- SELECTED EXCERPT:
====
Don’t be tempted to hire someone to do a business plan for you. Plans done by other people become dust collectors. Do your own business plan and buy into it. Some producers shoot for the ultimate plan that covers every detail, but that isn’t the way to go for most.

“Some people have a plan for their whole life from the time they leave university until they retire,” Erickson says. “These people are very precise and goal-oriented. Maybe they want to retire at 45. Their whole life is geared toward that goal. But farming has so many variables that need to be accommodated as they pop up. You’ll do well to identify several long-term goals, those important goals that at retirement, you and your successors, if that’s the case, will feel good about reaching.”

If expansion is the name of your game, a well-thought-out business plan will impress your banker. “Bankers would be happy to see a growth plan with definite goals and the numbers laid out for each year,” says Erickson. “Include how you’re going to achieve those goals, and get right down to the nitty gritty — like pieces of equipment you’ll need to replace. But you’ll still need to build in flexibility that will allow you to identify a good deal and take advantage of it.”
====
- GIVEN ENTRIES:
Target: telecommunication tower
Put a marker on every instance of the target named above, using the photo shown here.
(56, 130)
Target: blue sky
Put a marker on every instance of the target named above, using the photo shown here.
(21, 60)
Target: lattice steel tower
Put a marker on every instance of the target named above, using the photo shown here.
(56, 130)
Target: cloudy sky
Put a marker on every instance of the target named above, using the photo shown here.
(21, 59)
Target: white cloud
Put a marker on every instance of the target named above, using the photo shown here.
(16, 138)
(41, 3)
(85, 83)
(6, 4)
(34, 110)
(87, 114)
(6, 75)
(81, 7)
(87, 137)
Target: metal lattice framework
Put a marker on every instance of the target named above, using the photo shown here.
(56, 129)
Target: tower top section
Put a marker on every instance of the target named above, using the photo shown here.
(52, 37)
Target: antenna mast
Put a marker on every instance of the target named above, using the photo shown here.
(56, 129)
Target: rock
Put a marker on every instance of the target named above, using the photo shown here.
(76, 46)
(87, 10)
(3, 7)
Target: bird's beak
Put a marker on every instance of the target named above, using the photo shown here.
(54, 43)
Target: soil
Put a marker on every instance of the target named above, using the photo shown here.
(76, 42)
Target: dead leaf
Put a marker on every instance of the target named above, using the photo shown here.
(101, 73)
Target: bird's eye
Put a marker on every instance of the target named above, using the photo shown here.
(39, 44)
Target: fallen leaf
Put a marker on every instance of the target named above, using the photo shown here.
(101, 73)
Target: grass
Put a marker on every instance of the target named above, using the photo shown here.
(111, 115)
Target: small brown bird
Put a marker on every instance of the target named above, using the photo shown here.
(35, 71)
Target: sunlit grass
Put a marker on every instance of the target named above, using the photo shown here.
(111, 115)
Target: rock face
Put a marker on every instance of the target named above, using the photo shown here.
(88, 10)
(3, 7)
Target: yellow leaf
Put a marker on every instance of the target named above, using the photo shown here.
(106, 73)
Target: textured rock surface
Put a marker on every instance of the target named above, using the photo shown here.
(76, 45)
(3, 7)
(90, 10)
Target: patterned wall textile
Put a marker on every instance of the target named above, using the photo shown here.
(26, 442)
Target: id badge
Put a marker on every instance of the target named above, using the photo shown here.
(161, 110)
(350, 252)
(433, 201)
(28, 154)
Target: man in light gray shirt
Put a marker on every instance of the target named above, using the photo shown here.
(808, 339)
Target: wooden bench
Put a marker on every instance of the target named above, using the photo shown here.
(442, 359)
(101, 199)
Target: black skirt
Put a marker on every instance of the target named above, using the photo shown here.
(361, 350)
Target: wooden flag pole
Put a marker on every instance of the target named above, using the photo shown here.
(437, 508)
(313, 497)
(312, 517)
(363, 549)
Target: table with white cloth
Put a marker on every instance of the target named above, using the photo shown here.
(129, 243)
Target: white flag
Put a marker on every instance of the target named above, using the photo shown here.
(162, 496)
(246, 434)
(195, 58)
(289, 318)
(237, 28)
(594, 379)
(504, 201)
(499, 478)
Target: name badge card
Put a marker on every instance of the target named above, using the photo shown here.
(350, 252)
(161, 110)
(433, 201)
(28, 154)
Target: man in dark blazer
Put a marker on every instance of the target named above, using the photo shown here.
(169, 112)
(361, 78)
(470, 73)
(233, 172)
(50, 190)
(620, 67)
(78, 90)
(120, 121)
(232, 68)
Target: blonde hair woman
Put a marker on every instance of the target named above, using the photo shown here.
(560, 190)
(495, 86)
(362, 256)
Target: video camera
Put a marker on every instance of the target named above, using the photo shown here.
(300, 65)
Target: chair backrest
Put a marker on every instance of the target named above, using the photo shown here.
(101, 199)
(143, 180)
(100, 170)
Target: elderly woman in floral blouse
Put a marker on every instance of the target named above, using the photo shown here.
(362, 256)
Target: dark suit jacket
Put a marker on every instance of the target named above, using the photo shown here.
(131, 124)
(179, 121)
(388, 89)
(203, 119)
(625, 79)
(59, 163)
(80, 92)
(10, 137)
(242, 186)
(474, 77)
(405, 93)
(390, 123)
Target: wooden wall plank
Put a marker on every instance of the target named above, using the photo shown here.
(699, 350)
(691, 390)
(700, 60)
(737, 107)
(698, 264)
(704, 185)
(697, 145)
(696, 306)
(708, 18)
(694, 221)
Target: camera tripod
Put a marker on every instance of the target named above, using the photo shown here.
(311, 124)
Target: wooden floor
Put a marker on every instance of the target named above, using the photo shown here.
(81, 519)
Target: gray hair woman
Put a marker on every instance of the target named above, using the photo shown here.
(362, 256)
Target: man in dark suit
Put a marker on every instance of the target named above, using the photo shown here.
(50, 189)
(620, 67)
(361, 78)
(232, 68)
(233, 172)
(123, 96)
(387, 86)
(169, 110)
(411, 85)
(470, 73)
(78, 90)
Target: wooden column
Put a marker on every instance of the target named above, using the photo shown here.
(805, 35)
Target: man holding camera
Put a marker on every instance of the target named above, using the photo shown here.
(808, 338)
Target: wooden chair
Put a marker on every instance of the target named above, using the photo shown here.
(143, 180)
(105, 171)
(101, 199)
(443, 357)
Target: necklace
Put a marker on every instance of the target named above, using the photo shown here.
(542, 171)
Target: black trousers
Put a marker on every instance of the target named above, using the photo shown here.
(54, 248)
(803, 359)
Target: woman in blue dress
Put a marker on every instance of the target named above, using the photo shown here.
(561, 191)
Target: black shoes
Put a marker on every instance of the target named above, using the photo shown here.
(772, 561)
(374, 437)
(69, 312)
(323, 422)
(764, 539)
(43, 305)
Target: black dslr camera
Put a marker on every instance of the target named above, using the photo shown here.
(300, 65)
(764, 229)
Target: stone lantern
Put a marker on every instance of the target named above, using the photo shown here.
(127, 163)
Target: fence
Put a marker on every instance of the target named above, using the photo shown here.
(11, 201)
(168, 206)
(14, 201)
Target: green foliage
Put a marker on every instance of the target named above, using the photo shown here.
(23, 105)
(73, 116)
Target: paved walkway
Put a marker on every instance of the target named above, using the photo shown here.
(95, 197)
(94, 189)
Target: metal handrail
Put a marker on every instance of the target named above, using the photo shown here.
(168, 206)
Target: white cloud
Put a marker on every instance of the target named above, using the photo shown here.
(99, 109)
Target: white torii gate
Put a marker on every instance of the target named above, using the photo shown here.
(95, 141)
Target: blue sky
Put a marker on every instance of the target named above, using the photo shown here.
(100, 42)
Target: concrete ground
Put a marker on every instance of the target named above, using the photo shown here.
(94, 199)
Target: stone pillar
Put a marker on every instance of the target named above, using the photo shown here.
====
- WHAT TO DO:
• A. According to the text on farm business plans, what will impress your banker if expansion is your goal?
• B. Identify each line in the rows that contains the word "gray", and copy those lines. Matching is case-sensitive.

- SOLUTIONS FOR EACH TASK:
• A. A well-thought-out business plan.

• B.
Target: man in light gray shirt
Target: gray hair woman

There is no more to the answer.